[Start of Supplied records]

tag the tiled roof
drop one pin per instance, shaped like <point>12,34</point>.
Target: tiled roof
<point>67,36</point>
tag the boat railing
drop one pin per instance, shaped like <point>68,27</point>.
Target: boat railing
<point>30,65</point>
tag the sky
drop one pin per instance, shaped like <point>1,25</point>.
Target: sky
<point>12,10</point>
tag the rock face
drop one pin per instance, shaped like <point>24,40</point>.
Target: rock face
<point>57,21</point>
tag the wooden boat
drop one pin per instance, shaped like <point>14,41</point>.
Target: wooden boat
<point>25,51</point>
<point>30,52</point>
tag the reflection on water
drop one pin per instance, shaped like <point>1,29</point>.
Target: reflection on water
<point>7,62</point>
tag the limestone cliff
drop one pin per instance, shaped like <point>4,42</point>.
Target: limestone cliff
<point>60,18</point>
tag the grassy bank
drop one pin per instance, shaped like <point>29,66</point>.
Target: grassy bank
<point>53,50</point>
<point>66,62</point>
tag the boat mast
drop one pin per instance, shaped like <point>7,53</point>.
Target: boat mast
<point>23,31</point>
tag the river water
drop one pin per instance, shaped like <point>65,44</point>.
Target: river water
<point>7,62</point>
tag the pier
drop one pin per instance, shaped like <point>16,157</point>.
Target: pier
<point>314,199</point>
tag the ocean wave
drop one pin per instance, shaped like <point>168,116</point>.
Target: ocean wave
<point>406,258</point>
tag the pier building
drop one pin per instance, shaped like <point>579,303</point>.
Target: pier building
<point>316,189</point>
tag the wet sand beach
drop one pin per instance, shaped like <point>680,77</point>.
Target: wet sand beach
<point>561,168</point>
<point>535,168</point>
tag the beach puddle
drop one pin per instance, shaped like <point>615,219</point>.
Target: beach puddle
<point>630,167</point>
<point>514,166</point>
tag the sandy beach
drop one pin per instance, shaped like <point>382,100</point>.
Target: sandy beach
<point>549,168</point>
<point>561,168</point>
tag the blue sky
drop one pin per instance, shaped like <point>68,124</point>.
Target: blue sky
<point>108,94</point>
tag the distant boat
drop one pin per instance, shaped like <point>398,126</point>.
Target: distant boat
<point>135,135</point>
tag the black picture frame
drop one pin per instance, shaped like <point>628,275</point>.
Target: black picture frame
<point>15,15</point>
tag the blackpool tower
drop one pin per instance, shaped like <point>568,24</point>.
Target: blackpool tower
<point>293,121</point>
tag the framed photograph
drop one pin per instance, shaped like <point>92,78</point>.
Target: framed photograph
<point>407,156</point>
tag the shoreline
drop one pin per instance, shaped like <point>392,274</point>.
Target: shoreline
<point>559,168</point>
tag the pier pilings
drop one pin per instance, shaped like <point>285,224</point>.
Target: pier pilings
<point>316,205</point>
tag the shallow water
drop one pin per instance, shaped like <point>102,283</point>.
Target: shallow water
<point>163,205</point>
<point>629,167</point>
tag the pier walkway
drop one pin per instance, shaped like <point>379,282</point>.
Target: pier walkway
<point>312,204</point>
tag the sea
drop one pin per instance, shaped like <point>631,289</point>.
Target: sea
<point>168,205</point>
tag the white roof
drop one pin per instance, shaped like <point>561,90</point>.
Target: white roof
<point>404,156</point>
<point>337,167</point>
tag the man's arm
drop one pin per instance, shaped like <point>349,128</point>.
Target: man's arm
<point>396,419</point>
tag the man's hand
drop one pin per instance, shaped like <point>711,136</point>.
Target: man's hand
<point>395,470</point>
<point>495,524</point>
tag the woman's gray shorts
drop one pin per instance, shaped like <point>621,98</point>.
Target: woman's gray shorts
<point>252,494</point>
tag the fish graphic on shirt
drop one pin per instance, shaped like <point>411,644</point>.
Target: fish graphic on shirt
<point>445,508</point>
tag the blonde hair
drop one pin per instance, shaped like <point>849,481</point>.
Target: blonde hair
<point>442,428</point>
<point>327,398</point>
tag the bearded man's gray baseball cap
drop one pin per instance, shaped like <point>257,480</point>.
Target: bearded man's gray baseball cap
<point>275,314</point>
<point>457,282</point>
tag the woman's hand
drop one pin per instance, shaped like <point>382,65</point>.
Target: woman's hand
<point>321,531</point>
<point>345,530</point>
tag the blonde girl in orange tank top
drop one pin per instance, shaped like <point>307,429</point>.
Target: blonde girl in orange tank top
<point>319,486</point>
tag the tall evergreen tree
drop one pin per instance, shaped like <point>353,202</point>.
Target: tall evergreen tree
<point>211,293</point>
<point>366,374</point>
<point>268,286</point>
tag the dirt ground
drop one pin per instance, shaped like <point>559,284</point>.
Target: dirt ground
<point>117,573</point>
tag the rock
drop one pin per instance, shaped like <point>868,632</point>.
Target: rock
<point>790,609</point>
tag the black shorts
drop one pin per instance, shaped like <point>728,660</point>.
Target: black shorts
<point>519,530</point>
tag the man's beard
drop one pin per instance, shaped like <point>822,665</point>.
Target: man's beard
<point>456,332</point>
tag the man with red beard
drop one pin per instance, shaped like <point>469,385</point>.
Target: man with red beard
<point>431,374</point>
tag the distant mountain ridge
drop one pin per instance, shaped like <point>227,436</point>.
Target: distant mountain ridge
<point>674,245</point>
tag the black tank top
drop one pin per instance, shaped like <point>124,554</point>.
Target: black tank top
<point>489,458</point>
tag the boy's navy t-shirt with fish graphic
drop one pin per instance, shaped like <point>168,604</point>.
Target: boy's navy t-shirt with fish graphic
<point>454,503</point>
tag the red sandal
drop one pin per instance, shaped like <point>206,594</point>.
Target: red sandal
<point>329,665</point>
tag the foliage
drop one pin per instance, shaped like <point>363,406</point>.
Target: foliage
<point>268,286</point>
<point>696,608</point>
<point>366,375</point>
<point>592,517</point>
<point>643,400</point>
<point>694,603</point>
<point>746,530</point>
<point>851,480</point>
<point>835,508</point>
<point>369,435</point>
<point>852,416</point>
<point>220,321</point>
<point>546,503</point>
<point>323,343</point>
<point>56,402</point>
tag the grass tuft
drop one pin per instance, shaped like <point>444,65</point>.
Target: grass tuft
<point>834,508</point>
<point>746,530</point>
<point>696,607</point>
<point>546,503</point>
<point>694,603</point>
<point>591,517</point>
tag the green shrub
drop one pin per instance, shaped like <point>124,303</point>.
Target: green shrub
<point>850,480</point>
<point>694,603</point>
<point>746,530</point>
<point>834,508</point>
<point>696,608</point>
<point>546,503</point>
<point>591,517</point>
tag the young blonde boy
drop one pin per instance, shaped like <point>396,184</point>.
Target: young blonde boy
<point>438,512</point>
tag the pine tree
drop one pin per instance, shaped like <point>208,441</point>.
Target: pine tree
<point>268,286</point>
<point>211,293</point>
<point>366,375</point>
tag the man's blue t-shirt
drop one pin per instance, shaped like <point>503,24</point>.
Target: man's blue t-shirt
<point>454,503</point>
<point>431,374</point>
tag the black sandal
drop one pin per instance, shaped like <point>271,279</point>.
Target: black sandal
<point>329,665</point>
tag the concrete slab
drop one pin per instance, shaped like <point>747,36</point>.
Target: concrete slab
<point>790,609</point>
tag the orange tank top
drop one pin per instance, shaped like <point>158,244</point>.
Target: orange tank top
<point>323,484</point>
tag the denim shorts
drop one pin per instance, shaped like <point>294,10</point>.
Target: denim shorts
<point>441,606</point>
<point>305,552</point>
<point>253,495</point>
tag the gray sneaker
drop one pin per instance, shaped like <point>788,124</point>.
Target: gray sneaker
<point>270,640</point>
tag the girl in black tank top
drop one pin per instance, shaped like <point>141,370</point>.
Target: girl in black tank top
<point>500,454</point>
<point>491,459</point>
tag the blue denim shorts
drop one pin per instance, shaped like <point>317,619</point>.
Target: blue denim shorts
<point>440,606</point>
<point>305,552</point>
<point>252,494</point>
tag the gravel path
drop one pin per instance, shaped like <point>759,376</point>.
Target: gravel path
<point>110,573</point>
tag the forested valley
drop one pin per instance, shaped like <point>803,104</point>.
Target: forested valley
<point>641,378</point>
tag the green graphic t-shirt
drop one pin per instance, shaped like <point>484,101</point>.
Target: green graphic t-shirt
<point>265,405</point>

[End of Supplied records]

**The task**: Please retype, exactly as written, every line from the line containing "tag the denim shorts" through the last line of the records above, including both of those lines, and nothing else.

**Solution for this problem**:
tag the denim shorts
drop one pin per instance, shaped like <point>294,10</point>.
Target: denim shorts
<point>441,606</point>
<point>305,552</point>
<point>253,495</point>
tag the gray sneaker
drop one pin per instance, shaped like <point>788,124</point>.
Target: gray sneaker
<point>270,640</point>
tag the girl in black tank top
drop one pin per instance, shaped like <point>141,370</point>.
Target: girl in black tank top
<point>500,454</point>
<point>491,459</point>
tag the blue denim shorts
drop one pin per instance, shaped like <point>317,619</point>.
Target: blue denim shorts
<point>440,606</point>
<point>305,552</point>
<point>252,494</point>
tag the gravel path
drop one pin per instance, shaped like <point>759,376</point>.
Target: gravel path
<point>110,573</point>
tag the forested valley
drop one pin per instance, shaped like <point>803,104</point>.
Target: forested valley
<point>641,378</point>
tag the green graphic t-shirt
drop one pin per instance, shaped like <point>484,101</point>.
Target: green graphic t-shirt
<point>265,405</point>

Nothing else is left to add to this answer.